*WORK TO COMPLETE*:
Copy out all the lines exactly. Omit pictures.

*SUPPLIED MATERIAL*:

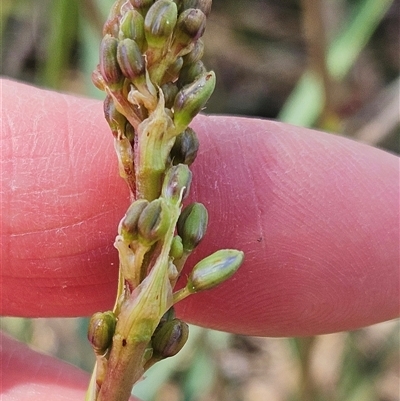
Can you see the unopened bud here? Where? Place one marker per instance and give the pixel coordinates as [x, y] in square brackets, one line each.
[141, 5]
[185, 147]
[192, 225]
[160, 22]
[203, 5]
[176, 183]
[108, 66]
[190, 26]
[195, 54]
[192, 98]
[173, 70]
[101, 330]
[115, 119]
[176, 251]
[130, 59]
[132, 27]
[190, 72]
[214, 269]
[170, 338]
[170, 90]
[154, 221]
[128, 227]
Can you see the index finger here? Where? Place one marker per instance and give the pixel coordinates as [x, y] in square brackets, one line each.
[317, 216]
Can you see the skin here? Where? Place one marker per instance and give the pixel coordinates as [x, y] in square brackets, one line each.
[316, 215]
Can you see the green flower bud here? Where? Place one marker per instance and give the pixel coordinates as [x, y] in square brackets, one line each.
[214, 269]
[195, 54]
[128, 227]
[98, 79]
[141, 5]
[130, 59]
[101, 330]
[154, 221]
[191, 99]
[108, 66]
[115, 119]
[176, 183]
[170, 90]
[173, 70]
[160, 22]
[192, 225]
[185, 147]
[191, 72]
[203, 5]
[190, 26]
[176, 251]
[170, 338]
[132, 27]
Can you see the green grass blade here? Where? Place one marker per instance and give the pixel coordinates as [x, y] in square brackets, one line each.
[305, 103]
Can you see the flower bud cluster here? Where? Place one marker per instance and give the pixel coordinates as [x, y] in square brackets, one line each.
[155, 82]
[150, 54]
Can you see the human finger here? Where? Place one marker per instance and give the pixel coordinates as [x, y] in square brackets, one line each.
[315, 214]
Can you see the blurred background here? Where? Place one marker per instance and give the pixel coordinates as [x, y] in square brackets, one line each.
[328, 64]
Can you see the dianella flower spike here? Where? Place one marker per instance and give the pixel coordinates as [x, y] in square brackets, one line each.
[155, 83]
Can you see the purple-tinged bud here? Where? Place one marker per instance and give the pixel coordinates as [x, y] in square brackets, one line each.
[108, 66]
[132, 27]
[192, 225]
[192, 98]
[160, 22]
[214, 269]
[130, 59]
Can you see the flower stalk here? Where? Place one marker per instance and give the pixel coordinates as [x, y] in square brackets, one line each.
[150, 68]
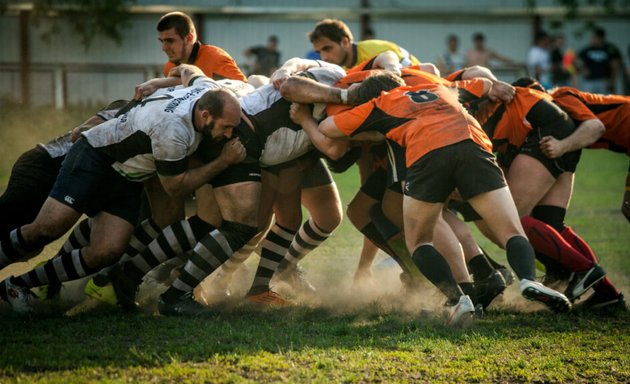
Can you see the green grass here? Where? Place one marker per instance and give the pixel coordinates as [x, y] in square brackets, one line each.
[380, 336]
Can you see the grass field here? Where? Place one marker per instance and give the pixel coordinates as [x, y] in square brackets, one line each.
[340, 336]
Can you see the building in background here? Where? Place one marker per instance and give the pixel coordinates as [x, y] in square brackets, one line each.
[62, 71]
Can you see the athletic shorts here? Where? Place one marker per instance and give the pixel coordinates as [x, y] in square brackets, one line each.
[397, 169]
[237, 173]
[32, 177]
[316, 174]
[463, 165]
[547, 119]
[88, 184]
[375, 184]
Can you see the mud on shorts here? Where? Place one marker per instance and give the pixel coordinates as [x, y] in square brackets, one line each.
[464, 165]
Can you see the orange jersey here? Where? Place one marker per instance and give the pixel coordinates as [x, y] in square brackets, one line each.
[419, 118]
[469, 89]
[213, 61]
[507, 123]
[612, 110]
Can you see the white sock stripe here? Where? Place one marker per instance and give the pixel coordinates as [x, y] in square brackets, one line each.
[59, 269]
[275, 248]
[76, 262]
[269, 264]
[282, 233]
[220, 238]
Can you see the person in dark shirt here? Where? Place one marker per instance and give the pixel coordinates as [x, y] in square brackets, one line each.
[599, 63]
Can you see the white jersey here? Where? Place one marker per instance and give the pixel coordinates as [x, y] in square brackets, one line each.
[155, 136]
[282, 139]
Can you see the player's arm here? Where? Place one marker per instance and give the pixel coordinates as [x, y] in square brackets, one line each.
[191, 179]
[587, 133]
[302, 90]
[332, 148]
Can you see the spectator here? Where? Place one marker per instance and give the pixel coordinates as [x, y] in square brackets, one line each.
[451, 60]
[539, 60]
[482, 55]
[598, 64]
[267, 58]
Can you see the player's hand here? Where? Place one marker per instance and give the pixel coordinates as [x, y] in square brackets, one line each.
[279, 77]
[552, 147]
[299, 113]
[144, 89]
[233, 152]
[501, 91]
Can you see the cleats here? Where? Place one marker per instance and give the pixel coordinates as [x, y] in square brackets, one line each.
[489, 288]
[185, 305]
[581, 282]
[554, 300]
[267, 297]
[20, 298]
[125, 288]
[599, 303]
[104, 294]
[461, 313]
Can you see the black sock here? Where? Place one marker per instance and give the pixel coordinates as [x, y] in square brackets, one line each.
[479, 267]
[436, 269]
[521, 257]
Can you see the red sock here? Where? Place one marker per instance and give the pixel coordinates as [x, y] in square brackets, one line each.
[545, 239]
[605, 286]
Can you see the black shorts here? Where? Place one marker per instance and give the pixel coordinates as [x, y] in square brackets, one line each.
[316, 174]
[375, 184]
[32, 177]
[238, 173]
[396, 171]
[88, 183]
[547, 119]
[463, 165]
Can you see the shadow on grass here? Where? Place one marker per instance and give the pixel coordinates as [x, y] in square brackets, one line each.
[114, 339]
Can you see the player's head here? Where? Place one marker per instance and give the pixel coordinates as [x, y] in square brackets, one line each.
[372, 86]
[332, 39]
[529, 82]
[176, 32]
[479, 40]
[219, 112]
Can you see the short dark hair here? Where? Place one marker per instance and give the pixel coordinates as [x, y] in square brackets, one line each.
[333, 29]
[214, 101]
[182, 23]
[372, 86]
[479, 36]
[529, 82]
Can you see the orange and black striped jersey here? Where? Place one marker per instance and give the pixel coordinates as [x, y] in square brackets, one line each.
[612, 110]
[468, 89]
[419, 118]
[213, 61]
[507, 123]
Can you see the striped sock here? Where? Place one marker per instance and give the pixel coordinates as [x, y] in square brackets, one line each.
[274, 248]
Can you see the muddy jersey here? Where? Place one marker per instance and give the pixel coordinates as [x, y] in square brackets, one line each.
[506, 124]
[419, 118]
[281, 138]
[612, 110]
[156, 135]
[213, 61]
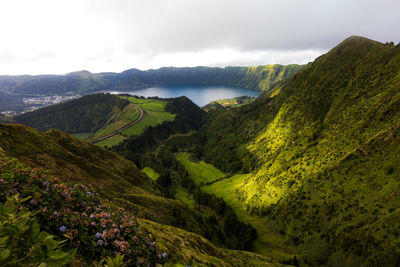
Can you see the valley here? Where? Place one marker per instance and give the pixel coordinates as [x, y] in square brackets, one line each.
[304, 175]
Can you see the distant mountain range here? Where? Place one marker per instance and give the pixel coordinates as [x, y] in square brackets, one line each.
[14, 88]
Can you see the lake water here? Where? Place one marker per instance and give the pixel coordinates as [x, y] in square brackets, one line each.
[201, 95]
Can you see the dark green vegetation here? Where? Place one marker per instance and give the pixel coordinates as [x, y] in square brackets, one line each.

*EXERCISE OUTPUT*:
Can you see the unopened bud here? Where? Place one marker per instance and give the pixel coordinates as [x, y] in square brackets, one line each.
[141, 5]
[185, 147]
[192, 225]
[160, 22]
[203, 5]
[176, 183]
[108, 66]
[190, 26]
[195, 54]
[192, 98]
[173, 70]
[101, 330]
[115, 119]
[176, 251]
[130, 59]
[132, 27]
[190, 72]
[214, 269]
[170, 338]
[170, 90]
[154, 221]
[128, 227]
Can you see the index finger here? Where? Place one marker per instance and give the pixel coordinates as [x, y] in square brackets, one line each.
[317, 216]
Can you see the skin here? Where? Place one marker per instance and give the pixel coordinates as [x, y] in square brackets, one line each.
[316, 215]
Can you see the green flower bud here? Where? Place one marker per instance and give the pixel coordinates as [x, y] in square brackets, one line each.
[214, 269]
[195, 54]
[128, 227]
[98, 79]
[141, 5]
[130, 59]
[101, 330]
[154, 221]
[191, 99]
[108, 66]
[115, 119]
[176, 183]
[170, 90]
[173, 70]
[160, 22]
[192, 225]
[185, 147]
[191, 72]
[203, 5]
[190, 26]
[176, 251]
[170, 338]
[132, 27]
Can you see the green grass blade here? Where? Place one marker per instance and give the pixel coordinates as [x, y] in square brackets, one line each.
[305, 103]
Can you see the flower bud cluster here? Where? Place one marker per instance and give the pixel coordinates as [x, y] in square brackets, one line each.
[155, 82]
[150, 54]
Can you see the human finger here? Where? Place one marker per instance and give the pixel coordinates as [x, y] in square brackets, one line each.
[315, 214]
Can you see the blurred background here? Where? Place one marker per instance and give the pixel coordinates as [x, y] in square brackets, one line each.
[328, 64]
Can you see the dianella flower spike here? Where? Place one marker per instance and give the pixel coordinates as [x, y] in square brackets, one line each.
[155, 83]
Can you see the purple-tinged bud here? Where? Place one marker per instance and give the pixel coordinates as [x, y] in square brackets, one line each.
[108, 66]
[132, 27]
[192, 225]
[192, 98]
[160, 22]
[214, 269]
[130, 59]
Can you see the flower stalk here? Where? Place one marker per instance and give the pixel coordinates as [x, y] in square brackets, one line each.
[150, 68]
Can you see the green grass here? Where? Place one marker per instance and give the pixel coordinates as [x, y] in square brackets, one line each.
[380, 336]
Can you see the grass field here? Where? Place one marker per instance and give the pixel coordinates as [x, y] in square brackets, one line each.
[340, 336]
Can you see the building in background here? Where? Place one marker per instance and give the pixel coordinates as [x, y] in square brackets, one line each.
[62, 71]
Can you see the athletic shorts here? Where? Place one marker per instance and give the pixel coordinates as [x, y] in square brackets, one line each.
[397, 169]
[237, 173]
[32, 177]
[316, 174]
[463, 165]
[547, 119]
[88, 184]
[375, 184]
Can you see the mud on shorts here? Where? Place one marker per instance and give the pixel coordinates as [x, y] in square brackets, one line each.
[464, 165]
Can you see the orange jersey here? Where? Place one marker per instance and give the pixel coordinates as [x, y] in square brackets, one line each.
[419, 118]
[469, 89]
[213, 61]
[507, 123]
[612, 110]
Can you see the white sock stripe here? Where? Place one marker per instance and give the pixel coordinates as [x, y] in square brackets, one line each.
[59, 269]
[275, 248]
[76, 262]
[269, 264]
[282, 233]
[220, 238]
Can you see the person in dark shirt here? Where? Place one marker per instance and give the pixel coordinates as [x, y] in square brackets, one line each.
[599, 63]
Can you see the white jersey here? Where? Place one marker per instance and give the pixel coordinates as [x, y] in square brackets, one line each.
[155, 136]
[282, 139]
Can you see the player's arm here? Where? Place one marker per instance and give the pixel coordinates as [x, y] in square brackets, one line each.
[191, 179]
[587, 133]
[302, 90]
[332, 148]
Can you see the spectator here? Where? Place one marker per instance and give the pixel coordinates as [x, y] in square brackets, one line each.
[451, 60]
[539, 60]
[482, 55]
[598, 64]
[267, 58]
Can you see the player's hand here? Where? Place one marker per instance and give the pixel coordinates as [x, y] in square brackets, one line each.
[279, 77]
[552, 147]
[299, 113]
[144, 89]
[233, 152]
[501, 91]
Can you see the cleats here? Where? Place one marker per instance and give the pixel coordinates as [x, y] in square brackets, one line each.
[489, 288]
[185, 305]
[581, 282]
[554, 300]
[267, 297]
[20, 298]
[125, 288]
[599, 303]
[104, 294]
[461, 313]
Can you see the black sock here? Where? Place one marker per instance and give the pixel coordinates as [x, y] in square brackets, one line each.
[479, 267]
[436, 269]
[521, 257]
Can you see the red sock here? Where? Place one marker per instance and give the pixel coordinates as [x, y] in square brackets, one line each.
[545, 239]
[605, 286]
Can you see the black shorts here? Where? Place one marker per instance and give the pixel coordinates as [x, y] in square brackets, one line each.
[316, 174]
[375, 184]
[32, 177]
[238, 173]
[396, 171]
[88, 183]
[547, 119]
[463, 165]
Can you see the shadow on grass here? Where? Place one marker per instance and give the pixel coordinates as [x, y] in square brackets, one line each.
[114, 339]
Can you see the player's head here? Where? Place one marker per instance and give the pixel coordinates as [x, y] in square brackets, one line each.
[372, 86]
[332, 39]
[529, 82]
[176, 32]
[479, 40]
[219, 112]
Can you see the short dark hair here? Where? Place one marker per instance and give the pixel coordinates as [x, y] in square brackets, one line each.
[333, 29]
[214, 101]
[182, 23]
[372, 86]
[479, 36]
[529, 82]
Can you see the orange and black striped jersey here? Where? Place one marker per instance and give the pixel coordinates as [x, y] in square brackets, one line each.
[612, 110]
[468, 89]
[419, 118]
[213, 61]
[507, 123]
Can you see the striped sock here? Where? Place one marker per instance and give the pixel coordinates as [x, y] in square brackets, one line each.
[274, 248]
Can you see the muddy jersey here? Where? Place one marker per instance and give the pixel coordinates as [x, y] in square brackets, one line each.
[506, 124]
[419, 118]
[281, 138]
[612, 110]
[156, 135]
[213, 61]
Can you see the valley here? Where? Place one marker per instance and give the pixel coordinates as [x, y] in square brackets, one line each.
[304, 175]
Can you see the distant mountain range here? Where? Place one marker per instance and give the pixel coordinates as [x, y] in square brackets, one line each.
[14, 88]
Can you see the lake water here? Where? Place one marker per instance and give the pixel coordinates as [x, y] in square brackets, one line each.
[201, 95]
Can you see the dark green vegetation here? Where? Place one marker per instance and give the pixel coordinates as [x, y] in square brackets, one line each.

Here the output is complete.